A chasqui (also spelled chaski) was a messenger of the Inca Empire. Agile, highly trained and physically fit, they were in charge of carrying messages in the form of quipus, oral information, or small packets. Along the Inca road system there were relay stations called chaskiwasi (house of chasqui), placed at about 2.5 km from each other, where the chasqui switched, exchanging their message(s) with the fresh messenger. The chasqui system could deliver a message or a gift along a distance of up to 300 km per day.

==The Incas==
The name chasqui is derived from the Quechua word chaski (plural chaskikuna) meaning "reception, acceptance, consent" and historically "postilion". According to Inca Garcilaso de la Vega, the Spanish−Inca chronicler and writer of the 16th Century, the word chasqui means "the one who exchanges". The name cacha (spelled kacha in modern Quechua), meaning messenger in Quechua, was not used, but rather it was used to mention ambassadors or personal messengers, "who personally went from one prince to another or from the lord to the subject."

== Chasqui relay system ==

These 'chasques' were employed in this kingdom. They were the sons of curacas [local chiefs] who were loyal. Each runner had a white feather sunshade on his head which he wore so that the next chasque would see him at a distance. The chasque also carried a trumpet called 'putoto' [shell] so that the next runner would be ready. The arms they carried were the 'champi' [a star-headed club] and a 'uaraca' [sling].
These chasques were paid by the Inca, and they got their food from his storehouses. Each 'churo chasque' [chasqui carrying a shell] was stationed at intervals of one-half league [2.5 km] so he could run the distance quickly. They say that they could bring a snail alive from the New Kingdom of Granada to the Inca in Cuzco.

▶ **Data supplied**:
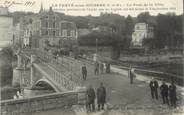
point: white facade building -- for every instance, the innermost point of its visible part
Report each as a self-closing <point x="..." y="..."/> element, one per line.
<point x="6" y="28"/>
<point x="141" y="31"/>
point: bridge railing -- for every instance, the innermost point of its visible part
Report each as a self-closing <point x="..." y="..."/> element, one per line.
<point x="46" y="102"/>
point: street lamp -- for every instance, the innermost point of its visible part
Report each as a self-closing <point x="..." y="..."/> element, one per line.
<point x="96" y="45"/>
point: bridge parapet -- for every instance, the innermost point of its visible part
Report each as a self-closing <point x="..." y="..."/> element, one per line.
<point x="42" y="103"/>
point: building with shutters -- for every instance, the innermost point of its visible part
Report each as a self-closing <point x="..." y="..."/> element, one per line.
<point x="47" y="28"/>
<point x="141" y="31"/>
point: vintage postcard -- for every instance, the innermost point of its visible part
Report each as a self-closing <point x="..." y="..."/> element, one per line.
<point x="91" y="57"/>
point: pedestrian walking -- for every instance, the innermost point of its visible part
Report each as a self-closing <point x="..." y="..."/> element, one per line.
<point x="84" y="72"/>
<point x="164" y="93"/>
<point x="172" y="94"/>
<point x="96" y="68"/>
<point x="154" y="88"/>
<point x="101" y="67"/>
<point x="90" y="99"/>
<point x="108" y="67"/>
<point x="101" y="96"/>
<point x="131" y="75"/>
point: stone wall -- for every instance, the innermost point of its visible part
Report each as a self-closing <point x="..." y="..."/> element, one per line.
<point x="41" y="103"/>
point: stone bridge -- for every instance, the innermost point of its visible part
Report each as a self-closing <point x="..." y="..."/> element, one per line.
<point x="40" y="66"/>
<point x="64" y="74"/>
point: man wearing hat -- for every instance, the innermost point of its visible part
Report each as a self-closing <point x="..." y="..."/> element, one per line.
<point x="154" y="88"/>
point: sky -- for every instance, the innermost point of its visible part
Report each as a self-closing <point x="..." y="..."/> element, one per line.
<point x="126" y="7"/>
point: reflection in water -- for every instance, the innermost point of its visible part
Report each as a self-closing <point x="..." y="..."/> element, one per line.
<point x="40" y="89"/>
<point x="31" y="93"/>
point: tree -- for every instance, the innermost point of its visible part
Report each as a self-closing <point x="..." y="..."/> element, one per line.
<point x="129" y="25"/>
<point x="143" y="17"/>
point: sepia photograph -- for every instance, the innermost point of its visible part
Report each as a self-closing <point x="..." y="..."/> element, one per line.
<point x="91" y="57"/>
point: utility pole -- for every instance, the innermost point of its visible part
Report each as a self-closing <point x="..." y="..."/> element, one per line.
<point x="96" y="46"/>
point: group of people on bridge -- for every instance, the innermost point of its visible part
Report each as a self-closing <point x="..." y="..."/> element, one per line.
<point x="168" y="93"/>
<point x="99" y="67"/>
<point x="101" y="98"/>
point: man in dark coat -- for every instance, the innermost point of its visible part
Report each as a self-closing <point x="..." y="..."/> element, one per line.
<point x="131" y="75"/>
<point x="101" y="67"/>
<point x="84" y="72"/>
<point x="164" y="92"/>
<point x="172" y="94"/>
<point x="96" y="68"/>
<point x="154" y="86"/>
<point x="101" y="96"/>
<point x="90" y="99"/>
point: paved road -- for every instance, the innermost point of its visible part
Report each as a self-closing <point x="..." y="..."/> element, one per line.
<point x="120" y="93"/>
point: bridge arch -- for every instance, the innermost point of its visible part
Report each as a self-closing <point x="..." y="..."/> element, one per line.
<point x="49" y="83"/>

▶ **What you should do**: Resume the text on the chasqui messengers of the Inca Empire, picking up right after its final sentence. The entries come from a separate source and have no connection to the text on the Inca chasqui messengers.

▶ **Response below**:
— Felipe Guaman Poma de Ayala, 1615

The chasquis were used to carry the king's orders in short time to the provinces or to the army commanders and bring news and notices important for the kingdom, the war and the provinces to Cusco, the capital of the Inca Empire.

Along the Inca roads relay stations were placed at half a league distance, where a league is about 5 km or an hour walking. At each station, four to six slim, fit and young chasquis would stand in wait, with a roof or a hut to protect them from the sun and the rain. They carried the messages in turns in one direction or the other. The waiting chasquis would constantly surveil the road to spot the incoming runner, the latter of which shouted within sight of the hut and played his seashell trumpet, in order to alert the new one to take his place. He gave his message, repeating it more than once, until the new chasqui understood it perfectly. This way the message was never lost.

The huts were light constructions and were always placed in an elevated position and in such a way that they could see each other. According to Inca Garcialso the distance was just one quarter of a league "because they said that that was what an Indian could run with lightness and breath, without getting tired"; other chroniclers report distances of half a league or 2.5 km.

The chasquis also carried other messages, in the form of quipus (from the Quechua word khipu meaning 'knot') which contained mainly numbers in an ordered form. Quipus could represent the amount of taxes to be paid by a village or a province or the number of soldiers to be moved. There is no evidence that the chasquis could read the quipus, which was a delicate and difficult task carried out by khipukamayoq (experts in writing and reading quipu); in practice, it was not necessary for the chasquis to have access to the information they delivered.

In case of grave emergencies such as an invasion or an uprising, bonfires were used during the night and smoke columns during the day. According to Inca Garcilaso the Inca would receive the distress message "within two or three hours at the most (even if it was five or six hundred leagues [250 to 300 km] from the court)".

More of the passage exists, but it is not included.